§ EXERCISE OBJECTIVE
Type out all the records once more, exactly.

-- PROVIDED INFORMATION follows --

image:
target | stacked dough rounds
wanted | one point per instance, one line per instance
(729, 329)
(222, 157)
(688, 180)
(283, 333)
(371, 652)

-- PROVIDED INFORMATION concluded --

§ RESPONSE AREA
image:
target | stacked dough rounds
wanted | one point per instance, one line per instance
(729, 329)
(222, 157)
(688, 180)
(283, 333)
(371, 652)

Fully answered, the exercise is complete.